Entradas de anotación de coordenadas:

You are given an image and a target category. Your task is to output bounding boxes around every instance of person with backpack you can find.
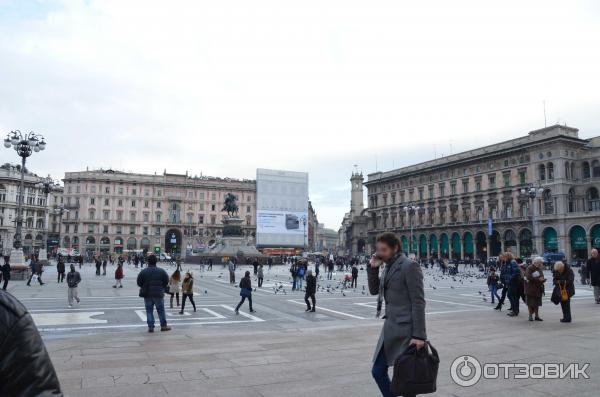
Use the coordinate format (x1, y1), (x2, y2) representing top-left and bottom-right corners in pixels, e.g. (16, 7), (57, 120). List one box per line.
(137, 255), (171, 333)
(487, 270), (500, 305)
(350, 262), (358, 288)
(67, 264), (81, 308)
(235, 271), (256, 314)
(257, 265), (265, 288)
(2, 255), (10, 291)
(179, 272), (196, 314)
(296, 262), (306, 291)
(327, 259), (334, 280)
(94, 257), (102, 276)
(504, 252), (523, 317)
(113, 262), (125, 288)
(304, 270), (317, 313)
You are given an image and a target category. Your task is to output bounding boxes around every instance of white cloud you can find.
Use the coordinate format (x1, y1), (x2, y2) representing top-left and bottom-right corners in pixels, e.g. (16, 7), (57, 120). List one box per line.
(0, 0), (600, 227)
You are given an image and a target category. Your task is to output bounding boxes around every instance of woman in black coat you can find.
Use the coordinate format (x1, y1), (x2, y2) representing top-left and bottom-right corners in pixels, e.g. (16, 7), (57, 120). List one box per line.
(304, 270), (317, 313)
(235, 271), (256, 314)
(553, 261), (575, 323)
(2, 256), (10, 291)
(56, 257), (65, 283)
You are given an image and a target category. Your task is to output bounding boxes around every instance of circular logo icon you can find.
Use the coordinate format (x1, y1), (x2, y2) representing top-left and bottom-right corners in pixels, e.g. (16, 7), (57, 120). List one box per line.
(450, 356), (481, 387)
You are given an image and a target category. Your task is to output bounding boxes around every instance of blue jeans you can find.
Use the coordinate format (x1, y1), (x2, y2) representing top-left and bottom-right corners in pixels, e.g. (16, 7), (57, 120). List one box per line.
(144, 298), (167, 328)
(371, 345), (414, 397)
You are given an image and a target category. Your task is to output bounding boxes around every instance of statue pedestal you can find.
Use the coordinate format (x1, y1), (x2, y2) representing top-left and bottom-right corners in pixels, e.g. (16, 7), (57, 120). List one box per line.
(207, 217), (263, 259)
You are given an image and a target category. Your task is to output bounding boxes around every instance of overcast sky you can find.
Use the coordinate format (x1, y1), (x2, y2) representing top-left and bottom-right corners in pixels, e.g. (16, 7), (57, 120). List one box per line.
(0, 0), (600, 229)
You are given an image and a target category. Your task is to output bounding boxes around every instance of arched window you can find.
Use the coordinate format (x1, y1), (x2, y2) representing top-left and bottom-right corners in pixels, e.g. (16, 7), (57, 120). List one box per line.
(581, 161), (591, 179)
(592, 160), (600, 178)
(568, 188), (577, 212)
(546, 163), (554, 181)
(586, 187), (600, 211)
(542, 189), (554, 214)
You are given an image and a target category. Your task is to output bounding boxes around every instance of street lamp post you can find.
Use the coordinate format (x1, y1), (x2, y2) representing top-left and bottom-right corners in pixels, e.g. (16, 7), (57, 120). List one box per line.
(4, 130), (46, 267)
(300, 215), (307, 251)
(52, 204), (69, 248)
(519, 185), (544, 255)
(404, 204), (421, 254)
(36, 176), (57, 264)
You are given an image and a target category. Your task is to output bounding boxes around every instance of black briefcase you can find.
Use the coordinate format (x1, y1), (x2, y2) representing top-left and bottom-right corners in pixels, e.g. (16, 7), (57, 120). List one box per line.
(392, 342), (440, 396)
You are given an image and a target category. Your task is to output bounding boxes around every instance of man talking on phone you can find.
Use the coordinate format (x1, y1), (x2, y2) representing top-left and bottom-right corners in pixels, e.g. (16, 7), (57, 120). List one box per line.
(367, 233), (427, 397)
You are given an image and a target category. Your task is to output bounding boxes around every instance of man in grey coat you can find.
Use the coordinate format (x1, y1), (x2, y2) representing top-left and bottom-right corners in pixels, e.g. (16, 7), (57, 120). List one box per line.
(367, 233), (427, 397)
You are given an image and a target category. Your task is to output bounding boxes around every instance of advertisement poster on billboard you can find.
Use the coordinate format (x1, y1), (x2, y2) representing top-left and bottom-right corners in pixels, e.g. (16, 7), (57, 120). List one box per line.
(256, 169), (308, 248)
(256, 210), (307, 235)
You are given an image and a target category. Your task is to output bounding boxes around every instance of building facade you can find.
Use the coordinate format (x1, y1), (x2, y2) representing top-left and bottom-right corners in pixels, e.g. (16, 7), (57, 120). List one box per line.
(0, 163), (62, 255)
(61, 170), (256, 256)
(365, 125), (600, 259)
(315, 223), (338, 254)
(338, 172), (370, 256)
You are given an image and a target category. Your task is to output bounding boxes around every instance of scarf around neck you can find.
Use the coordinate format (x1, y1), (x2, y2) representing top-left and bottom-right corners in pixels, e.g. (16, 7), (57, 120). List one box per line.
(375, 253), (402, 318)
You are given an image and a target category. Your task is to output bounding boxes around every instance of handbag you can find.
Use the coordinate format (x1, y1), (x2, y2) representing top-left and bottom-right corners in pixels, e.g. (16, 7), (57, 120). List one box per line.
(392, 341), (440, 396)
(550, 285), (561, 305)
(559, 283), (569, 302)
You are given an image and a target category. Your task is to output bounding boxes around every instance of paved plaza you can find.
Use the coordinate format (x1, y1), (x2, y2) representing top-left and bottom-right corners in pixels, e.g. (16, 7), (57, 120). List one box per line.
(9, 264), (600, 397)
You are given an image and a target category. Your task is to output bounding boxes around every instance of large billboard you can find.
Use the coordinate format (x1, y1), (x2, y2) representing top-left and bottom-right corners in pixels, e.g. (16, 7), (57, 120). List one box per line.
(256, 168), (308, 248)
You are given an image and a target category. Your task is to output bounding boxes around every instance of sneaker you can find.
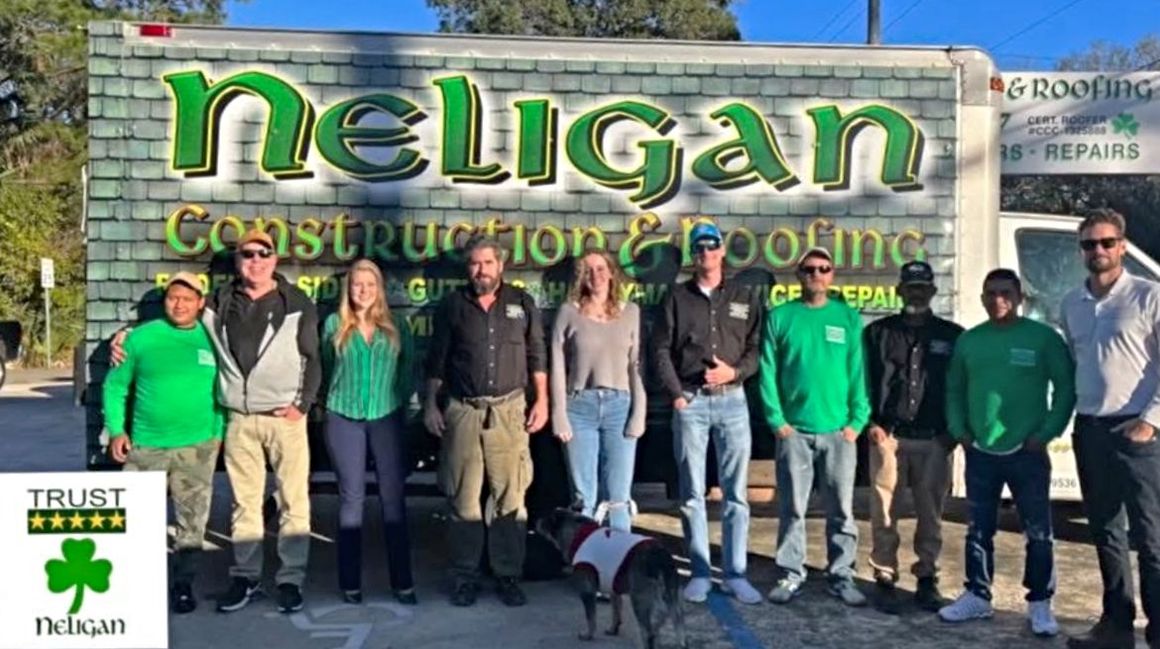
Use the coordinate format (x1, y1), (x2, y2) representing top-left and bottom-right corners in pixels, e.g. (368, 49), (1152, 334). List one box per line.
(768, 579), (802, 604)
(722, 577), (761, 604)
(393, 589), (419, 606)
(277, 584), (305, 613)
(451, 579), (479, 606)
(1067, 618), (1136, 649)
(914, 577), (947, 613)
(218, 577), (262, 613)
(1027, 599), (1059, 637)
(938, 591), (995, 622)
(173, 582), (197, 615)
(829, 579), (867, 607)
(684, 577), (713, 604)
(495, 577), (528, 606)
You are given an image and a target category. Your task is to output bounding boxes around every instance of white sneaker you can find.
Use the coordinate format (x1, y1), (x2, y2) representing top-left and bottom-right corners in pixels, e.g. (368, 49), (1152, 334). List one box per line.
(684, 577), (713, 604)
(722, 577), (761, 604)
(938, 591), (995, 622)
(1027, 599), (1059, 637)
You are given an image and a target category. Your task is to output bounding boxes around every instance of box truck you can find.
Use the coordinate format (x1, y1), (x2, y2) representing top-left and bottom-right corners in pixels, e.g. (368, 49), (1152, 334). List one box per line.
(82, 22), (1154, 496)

---

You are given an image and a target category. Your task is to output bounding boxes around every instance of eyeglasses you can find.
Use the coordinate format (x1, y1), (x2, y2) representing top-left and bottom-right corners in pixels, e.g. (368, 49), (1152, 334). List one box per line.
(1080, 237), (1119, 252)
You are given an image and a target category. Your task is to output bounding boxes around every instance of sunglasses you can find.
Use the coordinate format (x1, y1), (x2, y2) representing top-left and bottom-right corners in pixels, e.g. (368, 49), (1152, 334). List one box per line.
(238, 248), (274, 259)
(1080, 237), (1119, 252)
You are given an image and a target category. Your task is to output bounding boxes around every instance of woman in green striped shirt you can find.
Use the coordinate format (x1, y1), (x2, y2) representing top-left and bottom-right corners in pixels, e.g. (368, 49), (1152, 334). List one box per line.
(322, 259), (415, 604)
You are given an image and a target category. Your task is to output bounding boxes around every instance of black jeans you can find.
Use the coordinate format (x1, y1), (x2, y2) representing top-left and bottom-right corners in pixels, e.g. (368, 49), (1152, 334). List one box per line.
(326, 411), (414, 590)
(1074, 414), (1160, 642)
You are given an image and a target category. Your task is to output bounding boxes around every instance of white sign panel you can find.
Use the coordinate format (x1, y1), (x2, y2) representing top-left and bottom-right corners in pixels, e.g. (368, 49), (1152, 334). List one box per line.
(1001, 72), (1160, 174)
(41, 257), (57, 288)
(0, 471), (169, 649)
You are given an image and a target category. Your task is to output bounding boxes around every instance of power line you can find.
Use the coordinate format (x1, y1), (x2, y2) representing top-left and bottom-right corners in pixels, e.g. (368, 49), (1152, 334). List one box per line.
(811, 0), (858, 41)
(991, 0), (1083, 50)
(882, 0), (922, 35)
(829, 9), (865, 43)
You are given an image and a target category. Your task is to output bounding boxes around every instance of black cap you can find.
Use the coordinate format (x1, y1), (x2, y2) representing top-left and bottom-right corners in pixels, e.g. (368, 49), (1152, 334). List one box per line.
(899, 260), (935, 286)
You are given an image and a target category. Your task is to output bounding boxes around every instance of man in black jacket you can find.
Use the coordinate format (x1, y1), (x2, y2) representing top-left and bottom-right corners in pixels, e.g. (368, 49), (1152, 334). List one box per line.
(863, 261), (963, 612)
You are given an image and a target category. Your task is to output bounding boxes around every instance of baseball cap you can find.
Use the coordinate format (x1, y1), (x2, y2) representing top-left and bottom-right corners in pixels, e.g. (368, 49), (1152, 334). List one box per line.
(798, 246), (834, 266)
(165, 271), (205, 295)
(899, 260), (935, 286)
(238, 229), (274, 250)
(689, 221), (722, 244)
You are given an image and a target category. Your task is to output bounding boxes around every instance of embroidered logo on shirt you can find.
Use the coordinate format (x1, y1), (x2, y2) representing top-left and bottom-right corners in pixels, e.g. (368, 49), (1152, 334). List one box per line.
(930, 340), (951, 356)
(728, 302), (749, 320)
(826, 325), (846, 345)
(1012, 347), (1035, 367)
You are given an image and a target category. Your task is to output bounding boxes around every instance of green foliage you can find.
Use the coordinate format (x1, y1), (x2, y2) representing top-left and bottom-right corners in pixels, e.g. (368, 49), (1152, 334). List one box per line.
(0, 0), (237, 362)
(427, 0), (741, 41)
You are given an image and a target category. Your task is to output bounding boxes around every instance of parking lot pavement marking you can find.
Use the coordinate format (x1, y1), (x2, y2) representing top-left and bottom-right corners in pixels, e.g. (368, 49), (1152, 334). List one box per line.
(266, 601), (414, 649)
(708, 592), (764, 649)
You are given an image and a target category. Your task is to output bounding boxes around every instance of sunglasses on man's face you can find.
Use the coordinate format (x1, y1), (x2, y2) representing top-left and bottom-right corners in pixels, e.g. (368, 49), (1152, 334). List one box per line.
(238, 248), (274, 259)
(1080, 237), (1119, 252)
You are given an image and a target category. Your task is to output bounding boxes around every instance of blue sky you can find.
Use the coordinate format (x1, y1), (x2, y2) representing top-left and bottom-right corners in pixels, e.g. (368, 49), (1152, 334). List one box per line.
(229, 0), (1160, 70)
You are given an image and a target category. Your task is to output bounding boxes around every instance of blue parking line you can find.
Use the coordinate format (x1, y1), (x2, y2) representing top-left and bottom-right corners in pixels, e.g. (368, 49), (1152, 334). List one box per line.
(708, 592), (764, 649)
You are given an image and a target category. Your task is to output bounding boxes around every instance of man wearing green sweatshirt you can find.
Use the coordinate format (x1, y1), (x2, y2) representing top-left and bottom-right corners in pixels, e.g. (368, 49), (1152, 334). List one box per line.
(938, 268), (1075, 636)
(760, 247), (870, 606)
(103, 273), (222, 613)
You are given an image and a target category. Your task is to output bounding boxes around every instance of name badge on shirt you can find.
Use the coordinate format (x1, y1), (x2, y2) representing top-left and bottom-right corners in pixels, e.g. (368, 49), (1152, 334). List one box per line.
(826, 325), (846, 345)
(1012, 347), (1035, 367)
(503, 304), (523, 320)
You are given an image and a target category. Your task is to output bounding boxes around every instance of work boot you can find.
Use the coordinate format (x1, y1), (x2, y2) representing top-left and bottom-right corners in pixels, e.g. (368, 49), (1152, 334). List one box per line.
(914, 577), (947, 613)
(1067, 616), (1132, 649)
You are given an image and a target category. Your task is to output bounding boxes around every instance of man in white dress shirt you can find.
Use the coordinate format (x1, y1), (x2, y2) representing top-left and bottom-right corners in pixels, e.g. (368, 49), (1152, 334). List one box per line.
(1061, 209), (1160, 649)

ENUNCIADO DEL EJERCICIO ::
Cuenta cuántas de las líneas de arriba contienen la palabra "billboard", distinguiendo entre mayúsculas y minúsculas, y escribe solo el número.

RESPUESTA DEL EJERCICIO ::
2